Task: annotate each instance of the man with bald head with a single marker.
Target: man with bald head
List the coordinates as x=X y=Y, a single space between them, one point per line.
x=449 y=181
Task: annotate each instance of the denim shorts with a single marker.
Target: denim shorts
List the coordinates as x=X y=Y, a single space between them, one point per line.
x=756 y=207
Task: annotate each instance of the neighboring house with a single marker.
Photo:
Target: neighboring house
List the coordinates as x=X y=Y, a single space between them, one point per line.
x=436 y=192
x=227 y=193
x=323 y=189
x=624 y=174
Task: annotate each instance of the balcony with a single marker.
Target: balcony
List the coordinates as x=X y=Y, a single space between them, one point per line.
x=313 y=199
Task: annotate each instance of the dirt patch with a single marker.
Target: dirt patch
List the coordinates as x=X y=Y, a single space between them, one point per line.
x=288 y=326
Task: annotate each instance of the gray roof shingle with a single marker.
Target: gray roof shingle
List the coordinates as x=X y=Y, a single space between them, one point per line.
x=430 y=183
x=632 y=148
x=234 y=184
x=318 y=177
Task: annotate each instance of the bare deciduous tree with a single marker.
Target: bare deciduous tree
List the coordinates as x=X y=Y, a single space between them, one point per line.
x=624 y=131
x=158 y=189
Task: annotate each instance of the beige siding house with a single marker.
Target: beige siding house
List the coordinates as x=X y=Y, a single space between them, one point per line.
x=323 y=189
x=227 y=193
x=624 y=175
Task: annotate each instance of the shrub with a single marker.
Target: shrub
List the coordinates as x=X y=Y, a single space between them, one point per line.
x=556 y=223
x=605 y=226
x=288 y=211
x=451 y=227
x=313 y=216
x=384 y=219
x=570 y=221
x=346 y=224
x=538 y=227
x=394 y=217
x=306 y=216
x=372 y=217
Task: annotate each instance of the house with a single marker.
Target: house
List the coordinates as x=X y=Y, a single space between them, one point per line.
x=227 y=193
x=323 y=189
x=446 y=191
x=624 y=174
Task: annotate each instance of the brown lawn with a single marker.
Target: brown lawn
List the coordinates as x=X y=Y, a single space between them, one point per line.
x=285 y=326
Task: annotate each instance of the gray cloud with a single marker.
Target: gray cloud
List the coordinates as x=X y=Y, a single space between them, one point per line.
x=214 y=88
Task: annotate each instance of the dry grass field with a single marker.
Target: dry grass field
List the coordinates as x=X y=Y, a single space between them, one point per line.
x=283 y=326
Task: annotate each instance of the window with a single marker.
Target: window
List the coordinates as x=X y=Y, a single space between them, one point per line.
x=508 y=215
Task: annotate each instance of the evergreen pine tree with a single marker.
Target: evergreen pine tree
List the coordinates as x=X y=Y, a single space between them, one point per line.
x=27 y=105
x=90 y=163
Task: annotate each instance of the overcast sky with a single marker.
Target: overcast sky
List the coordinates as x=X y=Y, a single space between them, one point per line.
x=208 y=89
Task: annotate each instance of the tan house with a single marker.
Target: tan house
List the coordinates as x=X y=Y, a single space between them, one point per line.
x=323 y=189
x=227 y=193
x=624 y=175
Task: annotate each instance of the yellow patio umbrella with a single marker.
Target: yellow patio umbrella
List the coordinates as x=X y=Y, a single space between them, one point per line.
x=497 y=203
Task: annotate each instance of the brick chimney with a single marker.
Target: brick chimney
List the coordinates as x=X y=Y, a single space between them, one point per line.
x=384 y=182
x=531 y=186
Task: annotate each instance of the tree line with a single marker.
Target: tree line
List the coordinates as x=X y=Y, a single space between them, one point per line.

-=-=-

Can you recast the material, starting at the line containing "Task: annotate each instance of the denim" and ending at the line containing "x=285 y=326", as a two-column CSV headed text and answer, with one row for each text and its answer? Put every field in quotation marks, turn line breaks into spaces, and include nothing outside that stretch.

text,answer
"Task: annotate each instance of the denim shorts with a single marker. Target: denim shorts List the coordinates as x=X y=Y, a single space between them, one point per line.","x=756 y=207"
"Task: annotate each instance of the neighboring house with a single marker. Photo: Target: neighboring house List the coordinates as x=X y=Y, a single space between them, one point per line.","x=436 y=192 x=227 y=193 x=323 y=189 x=624 y=174"
"Task: annotate each instance of the balcony with a single marker. Target: balcony List the coordinates as x=X y=Y, a single space between them, one point per line.","x=313 y=199"
"Task: annotate each instance of the dirt patch with a single marker. Target: dirt patch List the coordinates as x=X y=Y, a single space between them, one point per line.","x=288 y=326"
"Task: annotate each instance of the gray roof shingle with a single marker. Target: gray roof shingle List the coordinates as x=X y=Y, a single space between them, one point per line.","x=430 y=183 x=632 y=148 x=234 y=184 x=318 y=177"
"Task: annotate each instance of the bare deciduous tree with a single marker. Target: bare deciduous tree List the coordinates as x=X y=Y, a single space between them, one point per line.","x=624 y=131 x=158 y=189"
"Task: annotate each instance of the beige siding house with a single marker. Target: beige siding house List the coordinates as x=X y=Y, a single space between them, one point per line.","x=323 y=189 x=227 y=193 x=624 y=175"
"Task: annotate each instance of the shrub with a single marker. Target: shrub List the coordinates as x=X y=Y, a single space between them, one point per line.","x=556 y=223 x=605 y=226 x=288 y=211 x=451 y=227 x=313 y=216 x=384 y=219 x=570 y=221 x=346 y=224 x=538 y=227 x=394 y=217 x=306 y=216 x=372 y=217"
"Task: annotate each instance of the house with a single marker. Target: house List the coordinates as x=X y=Y, a single space between them, one point per line.","x=227 y=193 x=323 y=189 x=446 y=191 x=624 y=174"
"Task: annotate each instance of the brown lawn with a single marker. Target: brown lawn List the coordinates as x=X y=Y, a single space between them, one point per line.","x=285 y=326"